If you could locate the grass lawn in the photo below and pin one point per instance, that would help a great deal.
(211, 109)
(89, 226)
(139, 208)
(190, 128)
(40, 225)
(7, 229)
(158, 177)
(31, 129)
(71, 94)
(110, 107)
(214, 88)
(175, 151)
────
Give these records as a JSON list of strings, one string per line, leaving out blank lines.

*RESULT OF THE EXERCISE:*
[
  "If you could locate the grass lawn in the photo below and pin one point per instance, that would help a great deal.",
  "(211, 109)",
  "(89, 226)",
  "(139, 208)",
  "(190, 128)",
  "(40, 225)",
  "(7, 229)",
  "(158, 177)",
  "(31, 129)",
  "(71, 94)",
  "(110, 107)",
  "(214, 88)",
  "(175, 151)"
]